• [INSTRUCTIONS FOR THE TASK] From the holiday drinks discussion below, list every fruit named as an ingredient in ponche de frutas.

Hot chocolate, eggnog, hot spiced cider, wassail, ponche (fruit, chocolate or crema) - your favorite holiday drink and what makes it special?
- rworange Dec 20, 2010 04:57 PM
I'm more of an eggnog person for Christmas Eve and day. Holiday shopping means hot chocolate.
I'm more of a buying rather than cooking type, so what makes my holiday beverage special is finding the best eggnog or hot chocolate ... somewhere
This year in Guatemala I've had lots of ponche de frutas ... sort of a hot cider with fruit in it such as pineapple, coconut, raisins, apples, prunes and tejocotes (pictured below). It usually has a piece of cinnamon bark in the cup.
The house where I stayed in Antigua last week said they made chocolate ponche. I had never heard of that before. The baseline recipe is similar to this one: chocolate, rum, milk, egg yolks, sugar. It sounds like chocolate eggnog, how good is that?
There are lots of elaborate recipes that include ingredients such as vanilla, cinnamon, star anise, nutmeg, condensed milk in addtion to the regular milk.
In Venezuela there's ponche crema which is served cold. Given it is summer south of the equator, that makes sense
So what's your drink of choice?
More photos of Guatemalan ponche in my Flickr photostream
i might be able to get behind the chocolate ponche. other than that, hot chocolate is really my only choice - all the others nauseate me after more than a sip or two.
I love mulled wine, hot red wine, a splash of brandy, sugar, cinnamon, cloves, orange slices with peel. It's real Guy Fawkes night for adults with hot dogs and baked beans and baked potatoes.

(Dataset entries)
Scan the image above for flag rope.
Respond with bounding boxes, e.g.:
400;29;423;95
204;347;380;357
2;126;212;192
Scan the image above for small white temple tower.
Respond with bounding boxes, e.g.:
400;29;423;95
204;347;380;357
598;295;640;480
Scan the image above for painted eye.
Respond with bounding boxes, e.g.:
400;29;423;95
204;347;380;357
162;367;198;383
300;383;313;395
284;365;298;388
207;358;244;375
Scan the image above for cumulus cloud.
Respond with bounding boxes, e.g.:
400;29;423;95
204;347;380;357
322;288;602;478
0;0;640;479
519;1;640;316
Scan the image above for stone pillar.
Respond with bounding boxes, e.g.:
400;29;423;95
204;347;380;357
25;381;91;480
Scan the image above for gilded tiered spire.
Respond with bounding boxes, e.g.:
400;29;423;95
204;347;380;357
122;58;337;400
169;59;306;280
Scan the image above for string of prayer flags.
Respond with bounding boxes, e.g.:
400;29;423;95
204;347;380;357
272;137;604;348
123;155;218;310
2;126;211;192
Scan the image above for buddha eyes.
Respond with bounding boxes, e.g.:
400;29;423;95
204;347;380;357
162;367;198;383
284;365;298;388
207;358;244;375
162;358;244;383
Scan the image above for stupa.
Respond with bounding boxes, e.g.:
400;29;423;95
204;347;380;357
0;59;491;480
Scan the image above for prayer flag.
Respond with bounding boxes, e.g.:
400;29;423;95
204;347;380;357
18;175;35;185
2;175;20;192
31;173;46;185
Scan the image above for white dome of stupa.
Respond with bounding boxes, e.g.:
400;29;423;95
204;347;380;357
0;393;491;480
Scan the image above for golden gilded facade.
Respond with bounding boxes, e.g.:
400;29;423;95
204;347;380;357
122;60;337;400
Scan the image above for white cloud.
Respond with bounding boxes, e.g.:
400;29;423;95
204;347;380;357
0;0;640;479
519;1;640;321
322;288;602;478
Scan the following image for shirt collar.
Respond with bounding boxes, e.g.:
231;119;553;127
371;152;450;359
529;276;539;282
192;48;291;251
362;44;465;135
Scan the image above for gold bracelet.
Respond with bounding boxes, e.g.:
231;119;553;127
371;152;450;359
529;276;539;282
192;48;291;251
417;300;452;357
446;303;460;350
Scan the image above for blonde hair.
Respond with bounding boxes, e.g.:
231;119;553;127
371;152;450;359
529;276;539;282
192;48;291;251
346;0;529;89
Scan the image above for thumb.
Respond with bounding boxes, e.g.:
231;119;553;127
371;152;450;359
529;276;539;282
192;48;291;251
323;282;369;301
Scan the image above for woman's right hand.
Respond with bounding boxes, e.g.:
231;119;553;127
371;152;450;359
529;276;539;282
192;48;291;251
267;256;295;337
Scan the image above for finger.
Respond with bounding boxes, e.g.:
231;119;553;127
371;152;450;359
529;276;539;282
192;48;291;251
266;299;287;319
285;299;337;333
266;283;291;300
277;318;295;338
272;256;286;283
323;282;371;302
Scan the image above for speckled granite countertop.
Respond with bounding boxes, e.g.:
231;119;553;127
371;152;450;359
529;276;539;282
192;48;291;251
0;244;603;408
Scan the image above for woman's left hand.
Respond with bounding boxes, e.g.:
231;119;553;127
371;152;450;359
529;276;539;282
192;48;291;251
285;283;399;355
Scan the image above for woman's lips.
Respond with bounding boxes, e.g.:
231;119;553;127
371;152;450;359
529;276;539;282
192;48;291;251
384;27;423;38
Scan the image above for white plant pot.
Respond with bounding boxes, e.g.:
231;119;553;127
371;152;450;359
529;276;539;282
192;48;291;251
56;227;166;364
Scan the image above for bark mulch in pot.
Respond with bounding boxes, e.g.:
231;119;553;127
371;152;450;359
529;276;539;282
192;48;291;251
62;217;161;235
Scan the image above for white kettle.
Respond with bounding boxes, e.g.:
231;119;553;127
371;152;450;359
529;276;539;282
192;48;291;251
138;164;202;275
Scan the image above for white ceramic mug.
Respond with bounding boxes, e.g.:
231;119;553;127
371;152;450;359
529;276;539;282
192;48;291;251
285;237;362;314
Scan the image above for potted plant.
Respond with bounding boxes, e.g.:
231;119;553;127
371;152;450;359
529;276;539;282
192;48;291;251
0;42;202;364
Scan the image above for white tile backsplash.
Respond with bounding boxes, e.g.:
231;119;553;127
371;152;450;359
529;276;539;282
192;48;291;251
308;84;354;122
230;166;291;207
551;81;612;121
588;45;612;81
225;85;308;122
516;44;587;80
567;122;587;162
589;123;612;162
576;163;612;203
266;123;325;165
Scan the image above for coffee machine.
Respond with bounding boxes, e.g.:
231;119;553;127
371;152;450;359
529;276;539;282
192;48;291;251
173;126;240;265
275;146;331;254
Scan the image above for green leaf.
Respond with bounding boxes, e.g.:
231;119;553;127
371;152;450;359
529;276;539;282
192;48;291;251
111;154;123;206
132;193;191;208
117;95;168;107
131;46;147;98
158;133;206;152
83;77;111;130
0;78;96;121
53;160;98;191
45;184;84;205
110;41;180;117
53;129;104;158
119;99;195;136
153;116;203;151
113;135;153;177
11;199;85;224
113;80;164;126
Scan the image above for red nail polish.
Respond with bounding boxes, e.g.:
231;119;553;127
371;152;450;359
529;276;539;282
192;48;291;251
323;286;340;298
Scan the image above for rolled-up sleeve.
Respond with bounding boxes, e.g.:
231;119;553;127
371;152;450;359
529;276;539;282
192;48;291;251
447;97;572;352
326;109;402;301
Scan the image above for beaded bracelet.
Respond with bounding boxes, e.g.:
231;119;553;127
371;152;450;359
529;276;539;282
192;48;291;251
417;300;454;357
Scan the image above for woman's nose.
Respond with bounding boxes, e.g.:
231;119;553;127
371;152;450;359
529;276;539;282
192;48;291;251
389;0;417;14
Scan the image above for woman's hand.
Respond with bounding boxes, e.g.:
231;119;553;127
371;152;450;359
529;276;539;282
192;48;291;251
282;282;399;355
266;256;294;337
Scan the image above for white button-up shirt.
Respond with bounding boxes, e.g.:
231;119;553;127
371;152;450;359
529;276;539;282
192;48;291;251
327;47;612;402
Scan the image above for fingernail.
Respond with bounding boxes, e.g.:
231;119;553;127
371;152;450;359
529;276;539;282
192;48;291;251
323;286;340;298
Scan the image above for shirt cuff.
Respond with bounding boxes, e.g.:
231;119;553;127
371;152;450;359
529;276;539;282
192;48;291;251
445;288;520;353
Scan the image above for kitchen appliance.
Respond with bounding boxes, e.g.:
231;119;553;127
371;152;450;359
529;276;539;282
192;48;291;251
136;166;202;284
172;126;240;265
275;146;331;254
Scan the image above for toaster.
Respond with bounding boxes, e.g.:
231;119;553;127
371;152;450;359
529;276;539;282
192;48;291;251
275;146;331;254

• [ANSWER TO THIS TASK] pineapple, coconut, raisins, apples, prunes, tejocotes